#### Task description:
Print every line of the material below word for word, leaving out the pictures.

━━━━━ Raw data ━━━━━

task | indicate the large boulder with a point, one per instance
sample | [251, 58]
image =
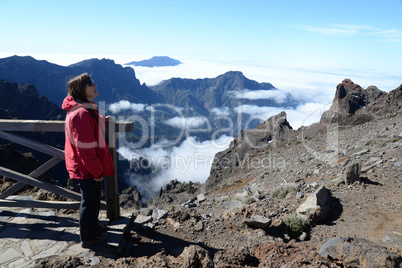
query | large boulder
[316, 206]
[352, 173]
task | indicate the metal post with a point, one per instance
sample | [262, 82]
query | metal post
[111, 188]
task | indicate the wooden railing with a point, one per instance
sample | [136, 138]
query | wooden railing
[112, 205]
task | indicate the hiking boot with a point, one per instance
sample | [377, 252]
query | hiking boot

━━━━━

#### Answer to the exercise:
task | indicate the large boulder with a point, one per instance
sample | [251, 58]
image =
query | large boulder
[316, 206]
[352, 173]
task | indicate the metal post with a point, one per instance
sample | [262, 82]
query | metal post
[111, 188]
task | indicate the wooden railing with a point, one per instance
sample | [136, 138]
query | wooden railing
[112, 205]
task | indicate the hiking boot with a point, one per instance
sample | [377, 252]
query | hiking boot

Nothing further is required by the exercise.